DIRECTIONS
Rewrite the lines below as a numbered list, leaving out blank lines and pictures. Begin at the first line and stop after the line containing "<point>252,57</point>".

%%

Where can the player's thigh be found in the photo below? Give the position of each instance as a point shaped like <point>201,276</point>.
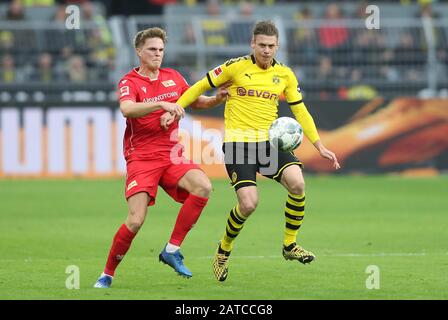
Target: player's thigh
<point>196,181</point>
<point>143,176</point>
<point>241,170</point>
<point>175,173</point>
<point>292,179</point>
<point>280,162</point>
<point>137,209</point>
<point>247,199</point>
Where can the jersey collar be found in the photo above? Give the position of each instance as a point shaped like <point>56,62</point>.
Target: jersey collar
<point>252,57</point>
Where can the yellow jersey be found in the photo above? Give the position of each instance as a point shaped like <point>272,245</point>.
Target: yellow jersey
<point>253,99</point>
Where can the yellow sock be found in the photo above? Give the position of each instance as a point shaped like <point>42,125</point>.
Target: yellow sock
<point>235,223</point>
<point>294,212</point>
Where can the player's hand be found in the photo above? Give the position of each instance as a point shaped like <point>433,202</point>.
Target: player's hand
<point>173,108</point>
<point>327,154</point>
<point>166,120</point>
<point>223,92</point>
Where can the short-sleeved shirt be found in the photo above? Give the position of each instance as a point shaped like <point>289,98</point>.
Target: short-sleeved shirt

%%

RESULT
1. Where can the player's thigh be found in the photo below? Give the position of each instance as a point shaped like <point>201,276</point>.
2. Target: player's thigh
3. <point>196,181</point>
4. <point>143,176</point>
5. <point>241,170</point>
6. <point>175,173</point>
7. <point>292,179</point>
8. <point>280,162</point>
9. <point>137,209</point>
10. <point>247,199</point>
11. Where can the jersey collar be found in the photo above? Give the position of each instance as a point shaped like <point>56,62</point>.
12. Target: jersey collar
13. <point>252,57</point>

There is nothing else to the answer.